## Excerpt provided
== Segment start ==

Friday, August 8, 2014

10 Tips for Visiting A New Baby


Now you probably want to go bother the severely exhausted parents and rub your germy nose all over the baby's delicious smelling head... I totally understand! I'm a doula, so I do the same thing ;)

Since your desires to meet this new little human MUST be quenched, let me at least give you some tips for making your visit as seamless as possible and increasing your chances of seeing the little bundle of poop again... do you babysit?

10 Tips for Visiting A New Baby:

1. SCHEDULE YOUR VISIT. Ask the parents for a convenient day and time for them and once you agree on a time, stick to it. If you have your own children, then plan a time when you can go without them. Unless you are a very close family member, the midwife, or the doula, plan your visit after the first week, preferably after the second week - the baby will still be adorable, I promise.

2. BE HEALTHY. Do not go visit a new baby when you are sick. PERIOD. Snot running down your face, diarrhea last night... cancel your visit and reschedule when you are healthy.  

3. BRING SOMETHING. Ask the parents if they need you to pick up anything, or, if they have a craving for any favorite meals. If they politely decline any thing you offer, then think of something to bring anyway. You can never go wrong with some essential groceries such as eggs, bread, and ice cream (that's essential, right!?), toilet paper, a gift card for the parents, or something that you know they like (sushi, burgers).

4. BE QUIET. Knock quietly (for sanity's sake, DO NOT ring the doorbell!). Keep your voice low for both the parents and baby's nerves (and headaches!).

 5. WASH YOUR HANDS. As soon as you arrive. Walk into the house and before touching anyone or anything, go wash your hands. 

6. BE PATIENT. Wait to hold the baby until you are offered and then give them back in a timely manner.

== Segment end ==

## Data extract
== Segment start ==

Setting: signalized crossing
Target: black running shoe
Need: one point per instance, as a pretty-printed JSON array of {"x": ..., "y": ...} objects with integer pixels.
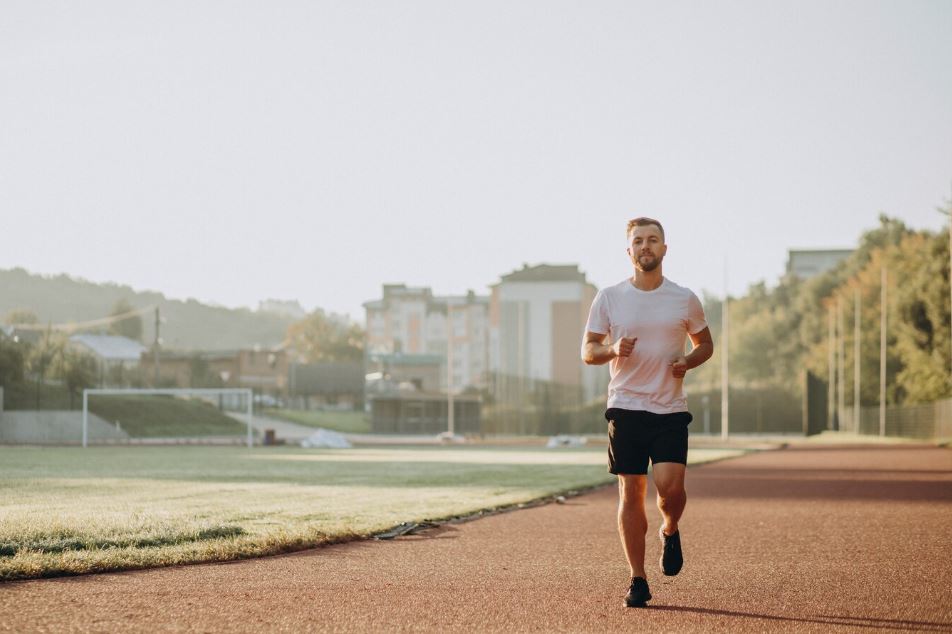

== Segment end ==

## Your task
Please extend the post on visiting a new baby, starting right after its sixth tip.

## Exercise output
7. RESPECT THE BABY. Babies have bigger thoughts and abilities than we have previously been aware and it is past time for us to begin respecting them. Be considerate of your actions and the volume of your voice. It can do no harm to ask the baby if you can hold them, and to speak kindly and respectfully to them.

8.  DO SOMETHING HELPFUL. Clean a few dishes, change the toilet paper roll, take the dog for a walk... DO SOMETHING. If you ask what you can do, they'll probably pretend to be polite again and say "nothing", so then just go wash a few dishes. 

9. LISTEN. AND SAY NICE THINGS. If the mother wants to talk about the birth, then listen. Most importantly, DO NOT GIVE ADVICE unless you are asked for it. Essentially, only speak when spoken to unless you are saying things like "what a beautiful baby", "you are doing so well", or "I'd love to do something for you, what can I help with". Any opinions or unsolicited advice can be directed to the radio on the way home.

10. MAKE IT BRIEF. Do not over-stay your welcome. A visit should last 30-45 minutes... if you've reached an hour then you better be vacuuming, doing laundry and cleaning the litter box - then leaving!